Take the records below and write them out again exactly.
[[ RECORDS SUPPLIED open ]]
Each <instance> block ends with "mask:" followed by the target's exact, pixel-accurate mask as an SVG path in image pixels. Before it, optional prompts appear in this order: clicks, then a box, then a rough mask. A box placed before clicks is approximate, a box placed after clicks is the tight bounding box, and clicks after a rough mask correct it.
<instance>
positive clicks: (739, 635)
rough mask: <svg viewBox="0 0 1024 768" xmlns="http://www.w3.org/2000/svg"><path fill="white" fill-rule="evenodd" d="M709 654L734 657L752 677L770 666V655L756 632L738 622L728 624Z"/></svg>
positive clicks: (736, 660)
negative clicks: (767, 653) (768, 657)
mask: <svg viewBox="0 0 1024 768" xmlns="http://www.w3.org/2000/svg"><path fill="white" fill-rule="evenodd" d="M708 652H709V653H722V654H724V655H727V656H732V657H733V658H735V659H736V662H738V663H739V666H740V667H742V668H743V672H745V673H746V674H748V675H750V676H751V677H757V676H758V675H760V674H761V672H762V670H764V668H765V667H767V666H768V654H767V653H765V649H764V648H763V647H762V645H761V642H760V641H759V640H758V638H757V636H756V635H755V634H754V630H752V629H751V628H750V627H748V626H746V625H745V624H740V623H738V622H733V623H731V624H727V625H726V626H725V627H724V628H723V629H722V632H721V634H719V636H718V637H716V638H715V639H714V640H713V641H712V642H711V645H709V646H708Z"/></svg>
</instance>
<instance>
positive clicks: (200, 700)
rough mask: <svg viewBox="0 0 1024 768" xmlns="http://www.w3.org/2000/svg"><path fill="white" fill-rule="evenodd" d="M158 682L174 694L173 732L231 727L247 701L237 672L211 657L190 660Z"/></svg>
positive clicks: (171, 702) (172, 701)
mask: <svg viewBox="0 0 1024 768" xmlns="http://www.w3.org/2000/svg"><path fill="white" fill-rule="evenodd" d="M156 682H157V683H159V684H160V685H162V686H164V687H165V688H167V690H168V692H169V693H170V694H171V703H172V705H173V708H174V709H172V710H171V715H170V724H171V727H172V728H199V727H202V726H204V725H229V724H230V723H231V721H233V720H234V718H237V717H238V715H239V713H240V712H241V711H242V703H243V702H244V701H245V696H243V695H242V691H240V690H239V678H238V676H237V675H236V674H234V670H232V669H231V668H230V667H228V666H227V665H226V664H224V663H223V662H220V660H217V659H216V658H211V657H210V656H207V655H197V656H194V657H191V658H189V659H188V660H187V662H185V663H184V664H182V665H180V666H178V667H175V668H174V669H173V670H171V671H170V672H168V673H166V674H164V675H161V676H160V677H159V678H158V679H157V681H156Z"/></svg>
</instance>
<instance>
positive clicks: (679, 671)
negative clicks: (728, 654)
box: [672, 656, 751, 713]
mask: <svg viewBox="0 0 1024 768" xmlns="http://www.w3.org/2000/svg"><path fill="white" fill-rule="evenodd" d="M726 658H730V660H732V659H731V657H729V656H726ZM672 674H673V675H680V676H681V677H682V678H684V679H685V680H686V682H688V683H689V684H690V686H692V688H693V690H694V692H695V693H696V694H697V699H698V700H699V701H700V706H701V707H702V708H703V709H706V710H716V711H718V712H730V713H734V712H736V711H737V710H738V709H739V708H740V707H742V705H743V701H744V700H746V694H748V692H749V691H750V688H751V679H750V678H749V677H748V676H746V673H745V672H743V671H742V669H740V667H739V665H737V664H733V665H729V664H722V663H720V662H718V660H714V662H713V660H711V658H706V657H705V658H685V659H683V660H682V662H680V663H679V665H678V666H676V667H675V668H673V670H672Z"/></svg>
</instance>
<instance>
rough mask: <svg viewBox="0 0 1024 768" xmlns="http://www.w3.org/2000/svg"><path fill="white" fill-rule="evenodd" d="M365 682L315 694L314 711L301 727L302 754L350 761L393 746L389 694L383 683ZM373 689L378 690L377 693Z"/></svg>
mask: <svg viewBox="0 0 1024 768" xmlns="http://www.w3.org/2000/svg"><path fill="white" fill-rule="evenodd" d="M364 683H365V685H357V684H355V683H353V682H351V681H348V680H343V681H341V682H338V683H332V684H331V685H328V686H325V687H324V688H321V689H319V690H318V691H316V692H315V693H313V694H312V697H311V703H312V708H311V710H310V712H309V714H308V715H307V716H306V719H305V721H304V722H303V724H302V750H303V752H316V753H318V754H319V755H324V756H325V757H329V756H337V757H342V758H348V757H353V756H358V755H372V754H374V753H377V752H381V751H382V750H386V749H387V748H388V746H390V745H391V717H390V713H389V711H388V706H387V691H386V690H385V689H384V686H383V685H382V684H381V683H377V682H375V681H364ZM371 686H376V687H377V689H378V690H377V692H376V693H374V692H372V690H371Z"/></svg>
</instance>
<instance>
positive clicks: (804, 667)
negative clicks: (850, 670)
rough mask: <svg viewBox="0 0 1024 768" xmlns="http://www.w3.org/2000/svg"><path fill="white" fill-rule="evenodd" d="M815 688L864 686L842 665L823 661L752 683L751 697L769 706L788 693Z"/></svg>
[[ RECORDS SUPPLIED closed ]]
## SOLUTION
Each <instance> block ends with "mask:" followed by the target's exact, pixel-accurate mask as an SVG path in image pixels. Before it, optional prompts appear in this order: clicks, then a box, then a rough mask. A box placed before clicks is approximate, a box placed after clicks is the tight bounding box, and clicks after a rough mask correct it.
<instance>
positive clicks: (739, 635)
rough mask: <svg viewBox="0 0 1024 768" xmlns="http://www.w3.org/2000/svg"><path fill="white" fill-rule="evenodd" d="M709 654L734 657L752 677L770 666V655L756 632L738 622L728 624Z"/></svg>
positive clicks: (736, 660)
negative clicks: (767, 653) (768, 657)
mask: <svg viewBox="0 0 1024 768" xmlns="http://www.w3.org/2000/svg"><path fill="white" fill-rule="evenodd" d="M708 652H709V653H722V654H724V655H727V656H732V657H733V658H735V659H736V662H738V663H739V666H740V667H742V668H743V672H745V673H746V674H748V675H750V676H751V677H757V676H758V675H760V674H761V672H762V670H764V668H765V667H767V666H768V654H767V653H765V649H764V648H763V647H762V645H761V642H760V641H759V640H758V638H757V636H756V635H755V634H754V630H752V629H751V628H750V627H748V626H746V625H745V624H740V623H738V622H733V623H731V624H727V625H726V626H725V627H724V628H723V629H722V632H721V634H719V636H718V637H716V638H715V639H714V640H713V641H712V642H711V645H709V646H708Z"/></svg>
</instance>
<instance>
positive clicks: (200, 700)
rough mask: <svg viewBox="0 0 1024 768" xmlns="http://www.w3.org/2000/svg"><path fill="white" fill-rule="evenodd" d="M158 682L174 694L173 732L231 727L247 701L237 672L211 657L190 660Z"/></svg>
positive clicks: (171, 702) (172, 701)
mask: <svg viewBox="0 0 1024 768" xmlns="http://www.w3.org/2000/svg"><path fill="white" fill-rule="evenodd" d="M156 682H157V683H159V684H160V685H162V686H164V687H165V688H167V690H168V692H169V693H170V694H171V703H172V705H173V708H174V709H172V710H171V715H170V724H171V727H172V728H199V727H202V726H204V725H229V724H230V723H231V721H233V720H234V718H237V717H238V715H239V713H240V712H241V711H242V703H243V702H244V701H245V696H243V695H242V691H240V690H239V678H238V676H237V675H236V674H234V670H232V669H231V668H230V667H228V666H227V665H226V664H224V663H223V662H220V660H217V659H216V658H211V657H210V656H207V655H197V656H194V657H191V658H189V659H188V660H187V662H185V663H184V664H182V665H180V666H178V667H175V668H174V669H173V670H171V671H170V672H168V673H166V674H164V675H161V676H160V677H159V678H158V679H157V681H156Z"/></svg>
</instance>
<instance>
positive clicks: (679, 671)
negative clicks: (728, 654)
box: [672, 656, 751, 713]
mask: <svg viewBox="0 0 1024 768" xmlns="http://www.w3.org/2000/svg"><path fill="white" fill-rule="evenodd" d="M726 658H730V660H732V659H731V657H729V656H726ZM672 674H673V675H680V676H681V677H682V678H684V679H685V680H686V682H688V683H689V684H690V686H692V688H693V690H694V692H695V693H696V694H697V699H698V700H699V701H700V706H701V707H702V708H703V709H706V710H716V711H718V712H730V713H734V712H736V711H737V710H738V709H739V708H740V707H742V705H743V701H744V700H746V694H748V692H749V691H750V688H751V679H750V678H749V677H748V676H746V673H745V672H743V671H742V669H740V667H739V665H737V664H733V665H729V664H722V663H720V662H718V660H714V662H713V660H711V658H706V657H705V658H685V659H683V660H682V662H680V663H679V665H678V666H676V667H675V668H673V670H672Z"/></svg>
</instance>
<instance>
rough mask: <svg viewBox="0 0 1024 768" xmlns="http://www.w3.org/2000/svg"><path fill="white" fill-rule="evenodd" d="M365 682L315 694L314 711L301 727L302 754L350 761L393 746L389 694L383 683ZM373 689L378 690L377 693Z"/></svg>
mask: <svg viewBox="0 0 1024 768" xmlns="http://www.w3.org/2000/svg"><path fill="white" fill-rule="evenodd" d="M364 683H365V685H357V684H355V683H353V682H351V681H348V680H343V681H341V682H338V683H332V684H331V685H328V686H325V687H324V688H321V689H319V690H318V691H316V692H315V693H313V694H312V697H311V703H312V708H311V710H310V712H309V714H308V715H307V716H306V719H305V721H304V722H303V724H302V750H303V752H316V753H318V754H319V755H324V756H325V757H329V756H337V757H342V758H348V757H353V756H358V755H372V754H374V753H377V752H381V751H382V750H386V749H387V748H388V746H390V745H391V717H390V713H389V711H388V706H387V691H386V690H385V689H384V686H383V685H382V684H381V683H377V682H375V681H364ZM371 686H376V687H377V689H378V690H377V692H376V693H374V692H372V690H371Z"/></svg>
</instance>
<instance>
positive clicks: (804, 667)
negative clicks: (850, 670)
rough mask: <svg viewBox="0 0 1024 768" xmlns="http://www.w3.org/2000/svg"><path fill="white" fill-rule="evenodd" d="M815 688L864 686L842 665L823 661L752 683L751 697L769 706L788 693Z"/></svg>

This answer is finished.